Stated exercise
Return each line in the entries below that contains the string "Target". Uppercase and lowercase letters count as different.

Data entries
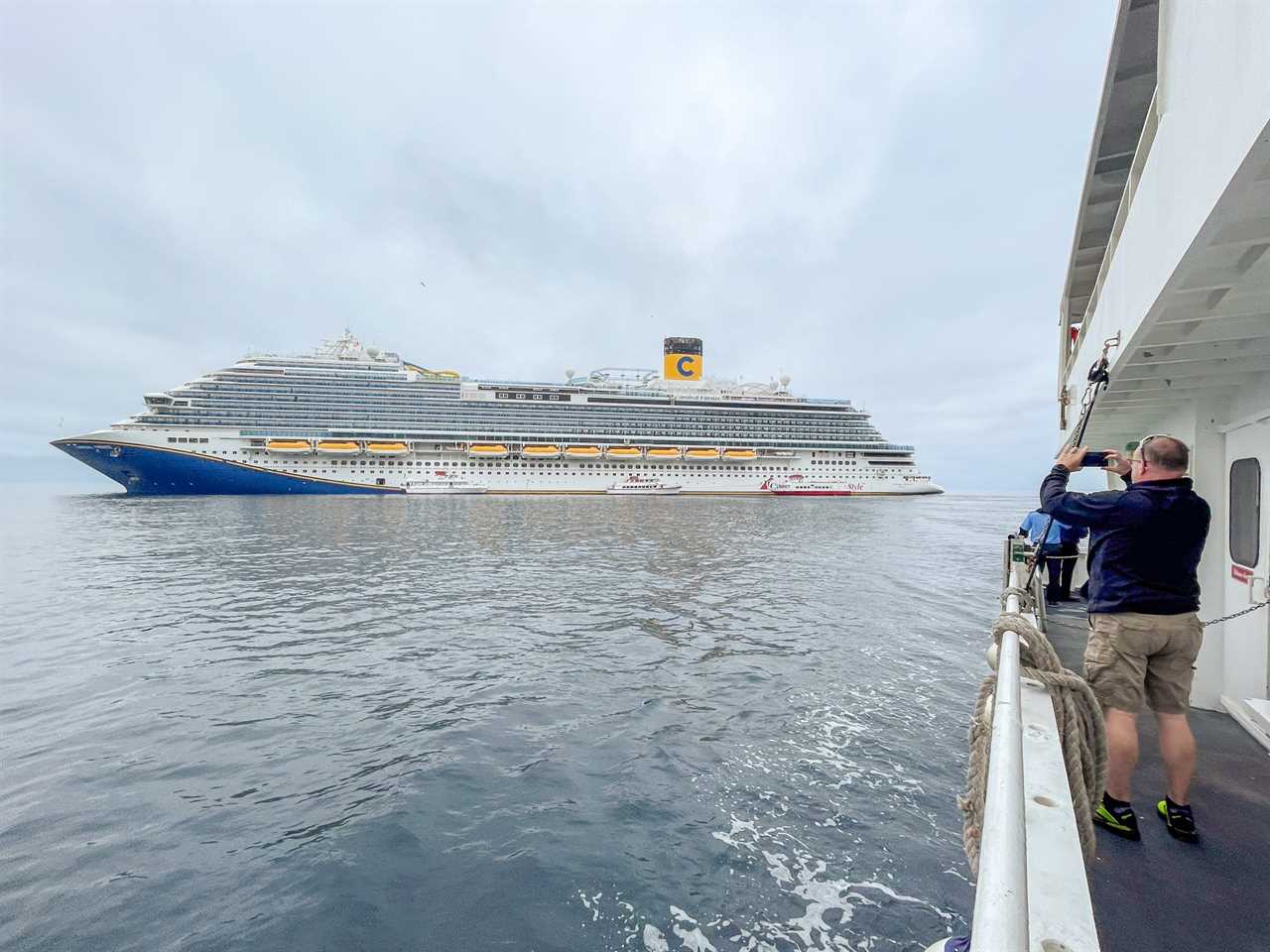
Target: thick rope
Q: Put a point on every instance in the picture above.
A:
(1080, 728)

* * *

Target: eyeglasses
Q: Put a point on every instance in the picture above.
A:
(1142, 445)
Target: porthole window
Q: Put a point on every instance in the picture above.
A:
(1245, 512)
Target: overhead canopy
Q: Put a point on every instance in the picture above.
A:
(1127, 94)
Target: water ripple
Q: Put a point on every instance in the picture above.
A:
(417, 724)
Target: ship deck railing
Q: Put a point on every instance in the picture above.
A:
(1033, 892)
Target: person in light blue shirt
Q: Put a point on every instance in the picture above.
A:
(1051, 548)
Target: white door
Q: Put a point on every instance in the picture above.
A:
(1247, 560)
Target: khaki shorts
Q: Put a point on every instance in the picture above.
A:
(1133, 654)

==

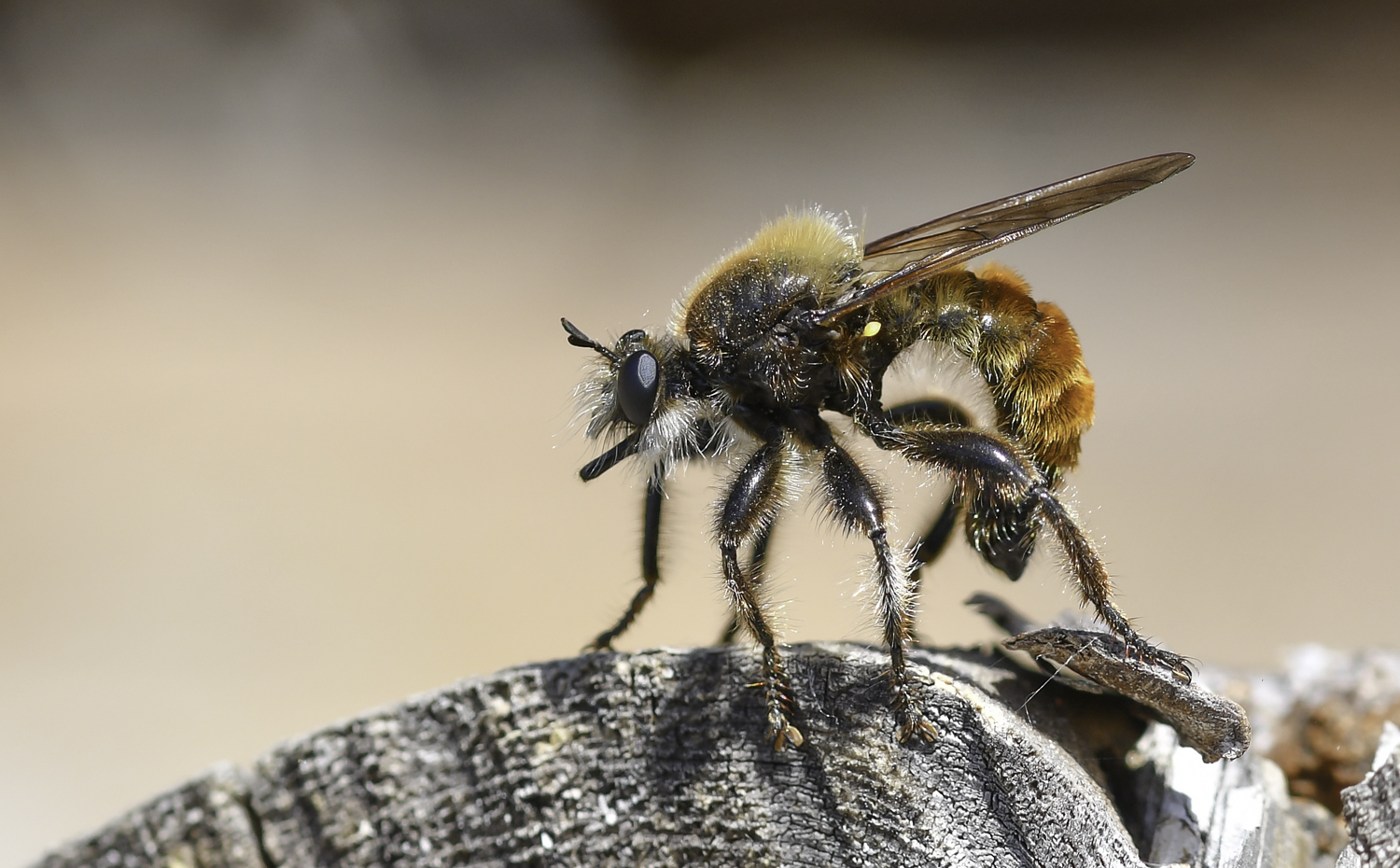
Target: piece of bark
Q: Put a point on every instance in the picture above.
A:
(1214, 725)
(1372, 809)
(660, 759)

Answer to the exercise
Target: thick rope
Target: eyeglasses
Target: porthole window
Target: overhead canopy
Target: water ripple
Target: ship deck railing
Target: person in light blue shirt
Target: white door
Target: khaki shorts
Target: piece of bark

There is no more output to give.